Excerpted records:
* * * * *
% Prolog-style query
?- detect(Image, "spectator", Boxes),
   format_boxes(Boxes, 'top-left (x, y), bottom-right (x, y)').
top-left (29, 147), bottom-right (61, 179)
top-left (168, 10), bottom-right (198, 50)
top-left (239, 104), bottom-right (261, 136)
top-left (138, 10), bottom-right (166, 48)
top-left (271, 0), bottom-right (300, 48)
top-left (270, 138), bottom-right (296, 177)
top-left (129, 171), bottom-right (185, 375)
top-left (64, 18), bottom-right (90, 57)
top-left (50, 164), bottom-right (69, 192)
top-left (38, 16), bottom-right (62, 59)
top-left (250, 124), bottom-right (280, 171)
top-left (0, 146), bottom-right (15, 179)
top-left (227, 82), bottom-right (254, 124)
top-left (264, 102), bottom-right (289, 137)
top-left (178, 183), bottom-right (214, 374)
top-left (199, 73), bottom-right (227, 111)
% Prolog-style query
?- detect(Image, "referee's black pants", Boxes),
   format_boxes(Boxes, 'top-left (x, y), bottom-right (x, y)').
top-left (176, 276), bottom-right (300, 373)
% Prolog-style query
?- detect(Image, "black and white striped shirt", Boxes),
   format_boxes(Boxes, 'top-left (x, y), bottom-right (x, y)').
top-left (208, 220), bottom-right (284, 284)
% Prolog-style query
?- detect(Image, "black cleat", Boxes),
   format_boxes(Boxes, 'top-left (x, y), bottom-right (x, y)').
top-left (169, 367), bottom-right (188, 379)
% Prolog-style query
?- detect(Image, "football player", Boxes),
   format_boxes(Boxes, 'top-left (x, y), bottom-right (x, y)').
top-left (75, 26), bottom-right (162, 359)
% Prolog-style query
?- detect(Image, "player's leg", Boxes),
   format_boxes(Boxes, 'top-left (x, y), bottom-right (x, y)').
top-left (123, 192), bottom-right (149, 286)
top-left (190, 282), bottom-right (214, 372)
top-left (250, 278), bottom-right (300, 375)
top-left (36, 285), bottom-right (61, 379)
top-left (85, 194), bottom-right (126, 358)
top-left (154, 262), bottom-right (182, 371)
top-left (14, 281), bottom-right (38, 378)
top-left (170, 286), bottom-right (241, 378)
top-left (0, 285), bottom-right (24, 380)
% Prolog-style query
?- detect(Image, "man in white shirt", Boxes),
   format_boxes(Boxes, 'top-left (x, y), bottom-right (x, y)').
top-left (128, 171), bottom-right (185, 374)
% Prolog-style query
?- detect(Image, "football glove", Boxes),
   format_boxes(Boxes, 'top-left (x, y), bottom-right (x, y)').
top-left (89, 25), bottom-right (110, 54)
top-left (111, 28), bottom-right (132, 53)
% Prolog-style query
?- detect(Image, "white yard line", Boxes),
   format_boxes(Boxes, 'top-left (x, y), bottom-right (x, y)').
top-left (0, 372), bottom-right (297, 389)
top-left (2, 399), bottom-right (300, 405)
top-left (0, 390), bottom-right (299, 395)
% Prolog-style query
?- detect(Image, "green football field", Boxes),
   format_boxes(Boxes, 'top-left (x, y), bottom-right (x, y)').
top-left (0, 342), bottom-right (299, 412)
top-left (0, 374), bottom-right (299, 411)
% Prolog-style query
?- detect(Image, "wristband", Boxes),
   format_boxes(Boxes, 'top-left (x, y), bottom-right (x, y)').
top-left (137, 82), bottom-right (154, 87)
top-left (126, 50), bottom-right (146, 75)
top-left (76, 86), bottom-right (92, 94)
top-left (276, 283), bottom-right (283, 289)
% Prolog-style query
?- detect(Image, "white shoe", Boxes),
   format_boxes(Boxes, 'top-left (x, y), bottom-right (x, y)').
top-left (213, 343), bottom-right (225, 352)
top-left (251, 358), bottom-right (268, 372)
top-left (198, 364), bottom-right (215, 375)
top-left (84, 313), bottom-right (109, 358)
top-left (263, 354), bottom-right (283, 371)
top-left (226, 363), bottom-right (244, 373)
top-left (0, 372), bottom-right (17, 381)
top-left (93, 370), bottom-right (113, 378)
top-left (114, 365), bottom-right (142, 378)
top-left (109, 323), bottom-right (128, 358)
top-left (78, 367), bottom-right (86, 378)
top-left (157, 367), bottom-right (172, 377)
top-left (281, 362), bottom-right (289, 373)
* * * * *
Each line holding the string "black" counts once. Work out the number of such lines in the data and give only that.

Output of the task:
3